Task statement :: Pick out every line in the listing below that contains the string "window", and copy each one in full.

Saved entries
══════

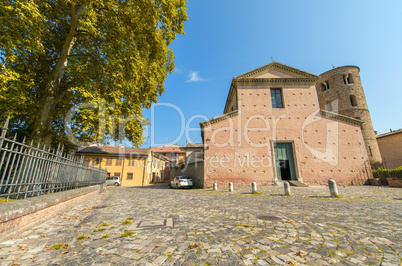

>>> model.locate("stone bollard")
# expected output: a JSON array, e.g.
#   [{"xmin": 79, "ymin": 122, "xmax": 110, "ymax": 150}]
[
  {"xmin": 328, "ymin": 178, "xmax": 339, "ymax": 198},
  {"xmin": 283, "ymin": 182, "xmax": 290, "ymax": 196},
  {"xmin": 251, "ymin": 182, "xmax": 257, "ymax": 193}
]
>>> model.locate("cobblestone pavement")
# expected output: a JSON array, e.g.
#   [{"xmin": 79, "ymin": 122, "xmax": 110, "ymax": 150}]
[{"xmin": 0, "ymin": 186, "xmax": 402, "ymax": 265}]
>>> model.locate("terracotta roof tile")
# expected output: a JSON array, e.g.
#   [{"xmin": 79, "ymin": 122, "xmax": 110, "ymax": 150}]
[{"xmin": 77, "ymin": 146, "xmax": 150, "ymax": 155}]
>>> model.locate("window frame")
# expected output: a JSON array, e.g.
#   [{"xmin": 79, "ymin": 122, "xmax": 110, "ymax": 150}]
[
  {"xmin": 105, "ymin": 158, "xmax": 113, "ymax": 166},
  {"xmin": 270, "ymin": 87, "xmax": 285, "ymax": 109},
  {"xmin": 127, "ymin": 173, "xmax": 134, "ymax": 180}
]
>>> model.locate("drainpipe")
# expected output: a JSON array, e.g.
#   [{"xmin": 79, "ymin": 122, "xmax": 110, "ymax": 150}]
[{"xmin": 142, "ymin": 158, "xmax": 147, "ymax": 186}]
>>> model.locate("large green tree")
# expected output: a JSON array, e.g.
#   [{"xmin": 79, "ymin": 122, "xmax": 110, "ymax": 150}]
[{"xmin": 0, "ymin": 0, "xmax": 187, "ymax": 149}]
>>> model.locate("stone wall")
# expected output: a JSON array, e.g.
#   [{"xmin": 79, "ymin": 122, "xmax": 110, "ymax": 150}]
[
  {"xmin": 377, "ymin": 130, "xmax": 402, "ymax": 169},
  {"xmin": 170, "ymin": 162, "xmax": 204, "ymax": 187},
  {"xmin": 0, "ymin": 186, "xmax": 103, "ymax": 242},
  {"xmin": 316, "ymin": 66, "xmax": 382, "ymax": 165}
]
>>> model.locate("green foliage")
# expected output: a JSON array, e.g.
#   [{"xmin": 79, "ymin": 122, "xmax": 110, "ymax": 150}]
[
  {"xmin": 372, "ymin": 166, "xmax": 402, "ymax": 179},
  {"xmin": 0, "ymin": 0, "xmax": 187, "ymax": 149}
]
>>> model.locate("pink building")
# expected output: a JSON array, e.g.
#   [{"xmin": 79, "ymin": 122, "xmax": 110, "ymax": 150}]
[{"xmin": 200, "ymin": 62, "xmax": 371, "ymax": 187}]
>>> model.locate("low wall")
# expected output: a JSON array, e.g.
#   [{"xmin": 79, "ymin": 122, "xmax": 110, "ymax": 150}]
[
  {"xmin": 170, "ymin": 162, "xmax": 204, "ymax": 188},
  {"xmin": 0, "ymin": 185, "xmax": 103, "ymax": 241}
]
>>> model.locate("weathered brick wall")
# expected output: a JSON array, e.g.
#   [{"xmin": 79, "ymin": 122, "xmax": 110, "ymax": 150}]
[
  {"xmin": 0, "ymin": 186, "xmax": 100, "ymax": 241},
  {"xmin": 204, "ymin": 82, "xmax": 368, "ymax": 187}
]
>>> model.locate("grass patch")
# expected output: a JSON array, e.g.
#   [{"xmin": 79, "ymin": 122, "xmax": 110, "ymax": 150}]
[
  {"xmin": 121, "ymin": 218, "xmax": 134, "ymax": 225},
  {"xmin": 94, "ymin": 228, "xmax": 107, "ymax": 232},
  {"xmin": 49, "ymin": 243, "xmax": 64, "ymax": 250},
  {"xmin": 0, "ymin": 198, "xmax": 16, "ymax": 203},
  {"xmin": 77, "ymin": 235, "xmax": 88, "ymax": 240},
  {"xmin": 121, "ymin": 231, "xmax": 134, "ymax": 237}
]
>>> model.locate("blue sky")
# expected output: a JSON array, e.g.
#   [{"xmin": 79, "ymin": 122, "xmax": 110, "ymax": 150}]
[{"xmin": 143, "ymin": 0, "xmax": 402, "ymax": 147}]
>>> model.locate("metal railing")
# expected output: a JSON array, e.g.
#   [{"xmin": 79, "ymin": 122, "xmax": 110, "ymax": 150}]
[{"xmin": 0, "ymin": 119, "xmax": 106, "ymax": 202}]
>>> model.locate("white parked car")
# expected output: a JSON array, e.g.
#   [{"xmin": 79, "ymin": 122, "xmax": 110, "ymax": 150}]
[
  {"xmin": 105, "ymin": 176, "xmax": 121, "ymax": 187},
  {"xmin": 170, "ymin": 176, "xmax": 193, "ymax": 188}
]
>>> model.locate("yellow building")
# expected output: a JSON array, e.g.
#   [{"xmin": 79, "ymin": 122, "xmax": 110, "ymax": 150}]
[{"xmin": 77, "ymin": 146, "xmax": 166, "ymax": 186}]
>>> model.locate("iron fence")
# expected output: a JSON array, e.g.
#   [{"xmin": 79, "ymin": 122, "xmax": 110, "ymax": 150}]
[{"xmin": 0, "ymin": 119, "xmax": 106, "ymax": 202}]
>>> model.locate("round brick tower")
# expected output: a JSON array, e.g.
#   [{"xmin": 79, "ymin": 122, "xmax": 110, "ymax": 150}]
[{"xmin": 316, "ymin": 66, "xmax": 382, "ymax": 165}]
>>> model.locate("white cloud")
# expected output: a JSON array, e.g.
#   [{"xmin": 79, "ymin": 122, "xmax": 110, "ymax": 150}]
[{"xmin": 186, "ymin": 71, "xmax": 206, "ymax": 82}]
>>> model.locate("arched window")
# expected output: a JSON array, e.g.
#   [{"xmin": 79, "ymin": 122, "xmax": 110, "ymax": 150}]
[
  {"xmin": 350, "ymin": 95, "xmax": 357, "ymax": 106},
  {"xmin": 343, "ymin": 74, "xmax": 353, "ymax": 84},
  {"xmin": 321, "ymin": 81, "xmax": 329, "ymax": 91}
]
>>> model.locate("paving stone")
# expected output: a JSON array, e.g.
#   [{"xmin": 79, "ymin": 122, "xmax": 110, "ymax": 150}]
[{"xmin": 0, "ymin": 186, "xmax": 402, "ymax": 265}]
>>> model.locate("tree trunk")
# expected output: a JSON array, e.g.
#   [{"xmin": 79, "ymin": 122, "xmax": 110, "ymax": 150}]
[{"xmin": 32, "ymin": 4, "xmax": 87, "ymax": 146}]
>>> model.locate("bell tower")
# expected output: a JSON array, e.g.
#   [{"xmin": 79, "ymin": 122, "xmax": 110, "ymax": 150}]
[{"xmin": 316, "ymin": 66, "xmax": 382, "ymax": 165}]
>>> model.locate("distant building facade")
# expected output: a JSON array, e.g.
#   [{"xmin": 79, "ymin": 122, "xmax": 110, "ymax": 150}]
[
  {"xmin": 377, "ymin": 129, "xmax": 402, "ymax": 169},
  {"xmin": 76, "ymin": 145, "xmax": 168, "ymax": 186},
  {"xmin": 152, "ymin": 144, "xmax": 186, "ymax": 168},
  {"xmin": 199, "ymin": 62, "xmax": 372, "ymax": 187}
]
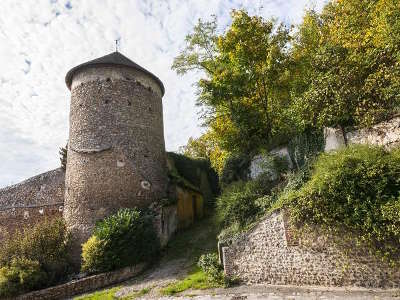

══════

Exercise output ::
>>> model.locate("window frame")
>>> model.locate("arched window")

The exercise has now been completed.